» **STATED EXERCISE**: Copy the records from their start up to and including the line with "0 2 329 221", replacing "Response" with "Result" and changing nothing else.

» **MATERIAL TO PROCESS**:
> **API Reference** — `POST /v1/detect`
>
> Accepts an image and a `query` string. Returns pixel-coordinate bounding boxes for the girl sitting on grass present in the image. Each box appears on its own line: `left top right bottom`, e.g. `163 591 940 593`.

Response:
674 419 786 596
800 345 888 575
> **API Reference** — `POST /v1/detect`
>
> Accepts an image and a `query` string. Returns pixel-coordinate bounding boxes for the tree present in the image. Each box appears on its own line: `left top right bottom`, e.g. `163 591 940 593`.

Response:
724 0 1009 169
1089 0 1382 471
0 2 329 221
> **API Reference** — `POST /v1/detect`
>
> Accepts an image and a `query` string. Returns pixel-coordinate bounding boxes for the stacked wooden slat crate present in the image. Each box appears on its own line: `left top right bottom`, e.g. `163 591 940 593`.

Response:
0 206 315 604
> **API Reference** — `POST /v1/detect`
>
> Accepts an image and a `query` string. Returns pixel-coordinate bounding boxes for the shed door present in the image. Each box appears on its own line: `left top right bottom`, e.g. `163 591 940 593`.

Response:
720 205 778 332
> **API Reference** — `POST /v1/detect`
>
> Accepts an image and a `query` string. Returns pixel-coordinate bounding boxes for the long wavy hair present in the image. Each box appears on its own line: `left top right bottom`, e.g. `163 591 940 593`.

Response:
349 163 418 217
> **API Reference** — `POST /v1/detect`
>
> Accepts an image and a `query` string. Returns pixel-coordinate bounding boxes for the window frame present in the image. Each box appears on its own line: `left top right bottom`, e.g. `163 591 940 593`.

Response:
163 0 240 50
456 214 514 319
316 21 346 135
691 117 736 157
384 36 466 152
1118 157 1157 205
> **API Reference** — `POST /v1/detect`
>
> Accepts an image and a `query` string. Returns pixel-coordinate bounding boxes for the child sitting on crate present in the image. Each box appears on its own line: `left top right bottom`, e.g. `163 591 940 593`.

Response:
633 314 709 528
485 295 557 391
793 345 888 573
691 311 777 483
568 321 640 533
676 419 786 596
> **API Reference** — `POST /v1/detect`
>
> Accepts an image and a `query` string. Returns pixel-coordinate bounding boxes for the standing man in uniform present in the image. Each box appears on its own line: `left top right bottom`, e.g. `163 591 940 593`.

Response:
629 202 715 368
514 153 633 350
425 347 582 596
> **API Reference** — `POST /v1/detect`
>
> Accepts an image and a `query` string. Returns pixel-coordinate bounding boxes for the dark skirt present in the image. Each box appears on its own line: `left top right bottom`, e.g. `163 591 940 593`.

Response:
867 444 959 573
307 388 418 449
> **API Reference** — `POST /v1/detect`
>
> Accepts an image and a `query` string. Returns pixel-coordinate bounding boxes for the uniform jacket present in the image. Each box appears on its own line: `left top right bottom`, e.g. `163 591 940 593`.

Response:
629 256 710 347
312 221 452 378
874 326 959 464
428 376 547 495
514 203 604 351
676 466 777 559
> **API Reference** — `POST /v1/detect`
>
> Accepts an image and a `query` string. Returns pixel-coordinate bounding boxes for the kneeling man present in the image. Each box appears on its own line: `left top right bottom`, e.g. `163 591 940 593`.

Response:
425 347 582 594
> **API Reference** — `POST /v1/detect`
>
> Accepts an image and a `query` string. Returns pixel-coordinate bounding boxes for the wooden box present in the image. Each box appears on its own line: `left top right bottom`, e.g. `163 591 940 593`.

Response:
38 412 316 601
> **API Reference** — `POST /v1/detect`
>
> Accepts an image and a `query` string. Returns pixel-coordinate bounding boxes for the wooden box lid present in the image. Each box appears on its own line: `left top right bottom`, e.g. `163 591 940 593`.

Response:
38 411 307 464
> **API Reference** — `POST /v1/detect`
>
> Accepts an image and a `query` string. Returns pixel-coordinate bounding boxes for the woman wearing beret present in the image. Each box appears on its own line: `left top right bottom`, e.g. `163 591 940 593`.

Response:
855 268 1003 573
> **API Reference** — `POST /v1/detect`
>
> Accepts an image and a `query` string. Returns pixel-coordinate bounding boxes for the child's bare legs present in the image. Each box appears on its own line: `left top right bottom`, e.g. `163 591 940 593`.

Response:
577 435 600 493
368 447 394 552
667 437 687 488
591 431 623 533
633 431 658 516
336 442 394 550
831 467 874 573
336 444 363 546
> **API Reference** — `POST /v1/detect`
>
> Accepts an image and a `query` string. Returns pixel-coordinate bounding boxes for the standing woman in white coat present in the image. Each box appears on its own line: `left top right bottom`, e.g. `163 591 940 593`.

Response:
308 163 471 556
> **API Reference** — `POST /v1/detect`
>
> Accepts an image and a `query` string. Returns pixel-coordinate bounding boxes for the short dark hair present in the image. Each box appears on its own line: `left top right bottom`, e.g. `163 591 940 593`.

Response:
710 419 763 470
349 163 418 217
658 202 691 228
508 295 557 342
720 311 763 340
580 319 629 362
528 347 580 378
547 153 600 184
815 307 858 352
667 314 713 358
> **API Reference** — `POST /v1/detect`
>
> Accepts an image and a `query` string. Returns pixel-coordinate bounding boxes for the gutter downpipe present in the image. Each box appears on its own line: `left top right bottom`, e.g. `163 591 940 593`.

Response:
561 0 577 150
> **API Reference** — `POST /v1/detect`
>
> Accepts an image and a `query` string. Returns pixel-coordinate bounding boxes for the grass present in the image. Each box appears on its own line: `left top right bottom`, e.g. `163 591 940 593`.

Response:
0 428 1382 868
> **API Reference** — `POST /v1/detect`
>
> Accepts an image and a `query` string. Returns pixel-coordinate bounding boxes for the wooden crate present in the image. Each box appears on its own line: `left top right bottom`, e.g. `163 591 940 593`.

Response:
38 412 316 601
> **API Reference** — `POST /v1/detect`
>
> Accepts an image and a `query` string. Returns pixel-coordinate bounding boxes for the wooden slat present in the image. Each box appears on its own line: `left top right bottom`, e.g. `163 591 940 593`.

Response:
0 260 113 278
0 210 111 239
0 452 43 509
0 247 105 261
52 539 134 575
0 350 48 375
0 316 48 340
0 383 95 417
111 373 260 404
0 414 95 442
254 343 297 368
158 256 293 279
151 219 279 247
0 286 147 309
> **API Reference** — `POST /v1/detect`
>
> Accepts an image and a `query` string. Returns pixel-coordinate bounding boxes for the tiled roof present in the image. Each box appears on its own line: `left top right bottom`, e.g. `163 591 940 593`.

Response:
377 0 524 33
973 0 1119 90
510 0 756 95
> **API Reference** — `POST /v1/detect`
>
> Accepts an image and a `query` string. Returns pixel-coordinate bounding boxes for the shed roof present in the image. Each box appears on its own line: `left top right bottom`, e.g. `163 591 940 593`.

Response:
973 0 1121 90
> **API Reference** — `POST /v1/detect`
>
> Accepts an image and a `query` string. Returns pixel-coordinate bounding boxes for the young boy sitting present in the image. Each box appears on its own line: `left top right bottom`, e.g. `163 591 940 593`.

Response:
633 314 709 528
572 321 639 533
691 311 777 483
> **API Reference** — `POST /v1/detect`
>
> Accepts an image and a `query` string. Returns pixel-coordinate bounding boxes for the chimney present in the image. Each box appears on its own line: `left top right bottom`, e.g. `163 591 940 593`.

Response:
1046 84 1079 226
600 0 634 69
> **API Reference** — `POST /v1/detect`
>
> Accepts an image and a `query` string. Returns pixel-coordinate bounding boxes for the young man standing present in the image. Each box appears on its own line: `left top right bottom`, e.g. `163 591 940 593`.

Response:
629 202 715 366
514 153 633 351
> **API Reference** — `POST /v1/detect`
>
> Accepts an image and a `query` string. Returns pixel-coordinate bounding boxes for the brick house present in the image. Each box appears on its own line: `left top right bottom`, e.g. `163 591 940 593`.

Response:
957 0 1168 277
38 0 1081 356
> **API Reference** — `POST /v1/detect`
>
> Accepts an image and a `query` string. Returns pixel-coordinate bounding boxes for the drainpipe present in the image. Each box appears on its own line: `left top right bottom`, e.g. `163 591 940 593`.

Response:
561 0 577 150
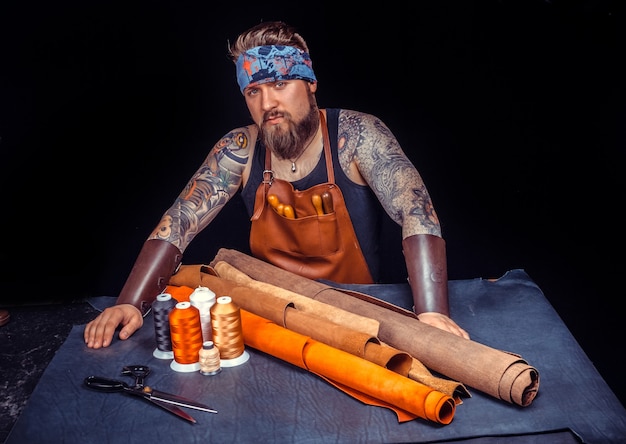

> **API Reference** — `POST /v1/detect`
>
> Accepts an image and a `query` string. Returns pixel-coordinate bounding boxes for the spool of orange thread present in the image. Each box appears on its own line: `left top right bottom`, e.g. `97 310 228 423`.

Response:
211 296 250 367
170 301 202 372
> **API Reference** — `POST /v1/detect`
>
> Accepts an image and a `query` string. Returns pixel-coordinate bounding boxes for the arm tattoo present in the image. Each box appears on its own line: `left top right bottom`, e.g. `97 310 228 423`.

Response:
339 110 441 237
149 128 250 251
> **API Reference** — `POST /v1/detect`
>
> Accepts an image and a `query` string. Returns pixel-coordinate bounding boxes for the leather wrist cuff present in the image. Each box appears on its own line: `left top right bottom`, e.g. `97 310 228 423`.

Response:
115 239 183 316
402 234 450 316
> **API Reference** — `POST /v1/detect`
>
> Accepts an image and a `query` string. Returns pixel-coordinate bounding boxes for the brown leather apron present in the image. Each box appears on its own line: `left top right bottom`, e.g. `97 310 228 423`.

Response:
250 111 373 284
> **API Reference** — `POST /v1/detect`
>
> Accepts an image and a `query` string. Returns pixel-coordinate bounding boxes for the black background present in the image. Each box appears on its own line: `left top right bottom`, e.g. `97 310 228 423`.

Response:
0 0 626 403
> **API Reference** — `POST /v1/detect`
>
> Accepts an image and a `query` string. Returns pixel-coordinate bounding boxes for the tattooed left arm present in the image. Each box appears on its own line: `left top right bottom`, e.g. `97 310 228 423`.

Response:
339 111 441 238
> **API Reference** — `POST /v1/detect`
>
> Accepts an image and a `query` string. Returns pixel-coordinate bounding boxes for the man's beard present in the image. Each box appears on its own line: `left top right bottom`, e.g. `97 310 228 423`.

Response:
260 103 319 159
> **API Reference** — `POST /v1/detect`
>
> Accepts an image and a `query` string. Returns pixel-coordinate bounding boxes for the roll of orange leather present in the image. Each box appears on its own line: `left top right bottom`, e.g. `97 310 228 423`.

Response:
241 310 456 424
210 249 539 407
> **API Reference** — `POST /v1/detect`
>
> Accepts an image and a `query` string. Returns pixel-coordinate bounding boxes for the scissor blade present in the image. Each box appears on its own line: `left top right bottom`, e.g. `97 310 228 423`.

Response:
149 389 217 413
146 398 196 424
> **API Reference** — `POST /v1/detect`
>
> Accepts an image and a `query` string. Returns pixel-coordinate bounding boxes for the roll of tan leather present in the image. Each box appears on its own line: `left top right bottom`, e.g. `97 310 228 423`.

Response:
210 249 539 407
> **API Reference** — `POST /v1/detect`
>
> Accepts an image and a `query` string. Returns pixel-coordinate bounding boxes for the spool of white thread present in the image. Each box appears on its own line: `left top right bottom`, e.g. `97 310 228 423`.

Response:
189 286 215 342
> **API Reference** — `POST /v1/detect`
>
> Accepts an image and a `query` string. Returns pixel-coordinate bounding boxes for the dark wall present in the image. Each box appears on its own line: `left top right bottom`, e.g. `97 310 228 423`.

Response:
0 0 626 402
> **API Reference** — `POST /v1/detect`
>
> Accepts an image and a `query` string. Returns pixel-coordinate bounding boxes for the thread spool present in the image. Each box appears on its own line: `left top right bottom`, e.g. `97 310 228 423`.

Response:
211 296 250 367
189 286 215 342
199 341 222 376
152 293 178 359
170 301 202 372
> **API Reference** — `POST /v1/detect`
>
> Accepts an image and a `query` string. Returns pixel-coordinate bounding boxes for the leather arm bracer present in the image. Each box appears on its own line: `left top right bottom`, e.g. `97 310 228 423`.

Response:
402 234 450 316
115 239 183 316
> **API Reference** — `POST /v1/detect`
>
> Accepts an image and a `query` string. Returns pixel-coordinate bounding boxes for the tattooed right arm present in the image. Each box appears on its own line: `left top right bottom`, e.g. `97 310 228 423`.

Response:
148 127 256 251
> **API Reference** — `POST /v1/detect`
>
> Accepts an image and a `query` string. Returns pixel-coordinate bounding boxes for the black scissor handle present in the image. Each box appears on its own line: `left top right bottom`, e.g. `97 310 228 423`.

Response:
84 376 130 393
122 365 150 388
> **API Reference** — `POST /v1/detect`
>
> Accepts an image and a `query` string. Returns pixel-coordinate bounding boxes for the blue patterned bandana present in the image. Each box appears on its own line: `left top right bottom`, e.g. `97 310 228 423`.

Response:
237 45 317 93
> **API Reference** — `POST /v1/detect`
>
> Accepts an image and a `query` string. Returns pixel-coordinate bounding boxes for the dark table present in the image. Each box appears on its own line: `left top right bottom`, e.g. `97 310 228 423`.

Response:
1 270 626 444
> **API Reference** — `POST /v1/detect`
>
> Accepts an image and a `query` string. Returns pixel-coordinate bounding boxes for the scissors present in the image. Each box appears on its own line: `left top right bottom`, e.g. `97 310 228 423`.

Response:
84 365 217 424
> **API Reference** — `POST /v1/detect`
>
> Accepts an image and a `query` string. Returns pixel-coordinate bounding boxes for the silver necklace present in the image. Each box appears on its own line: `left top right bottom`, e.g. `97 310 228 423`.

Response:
289 146 308 173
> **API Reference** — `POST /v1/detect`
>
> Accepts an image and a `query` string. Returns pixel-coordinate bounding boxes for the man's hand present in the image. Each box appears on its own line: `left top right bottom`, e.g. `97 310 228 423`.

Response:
84 304 143 348
417 311 469 339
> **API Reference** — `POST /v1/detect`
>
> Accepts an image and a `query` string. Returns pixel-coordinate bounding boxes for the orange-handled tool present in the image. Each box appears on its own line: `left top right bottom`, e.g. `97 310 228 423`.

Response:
311 194 324 216
283 205 296 219
322 191 335 214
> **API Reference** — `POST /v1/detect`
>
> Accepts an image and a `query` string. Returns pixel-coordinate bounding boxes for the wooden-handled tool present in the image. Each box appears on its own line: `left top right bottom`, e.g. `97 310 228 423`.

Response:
311 194 324 216
322 191 335 214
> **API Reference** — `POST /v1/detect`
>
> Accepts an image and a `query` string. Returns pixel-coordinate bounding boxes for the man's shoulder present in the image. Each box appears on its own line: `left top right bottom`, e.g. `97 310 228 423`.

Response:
337 108 380 125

» **SOLUTION FOR THIS EXERCISE**:
> **API Reference** — `POST /v1/detect`
>
> Accepts an image and a `query` string. Returns pixel-coordinate bounding boxes for the girl sitting on grass present in the image. Each box appears on its own line: `left top right bottom`, e.g. `163 591 940 593`.

Result:
674 419 786 596
800 345 888 575
> **API Reference** — `POST /v1/detect`
>
> Accepts an image and a `query` string. Returns pixel-coordinate bounding boxes for the tree present in the image. Each box appears on its own line: `left top right bottom`, e.g. `163 591 940 593`.

Result:
724 0 1009 169
1089 0 1382 471
0 2 329 221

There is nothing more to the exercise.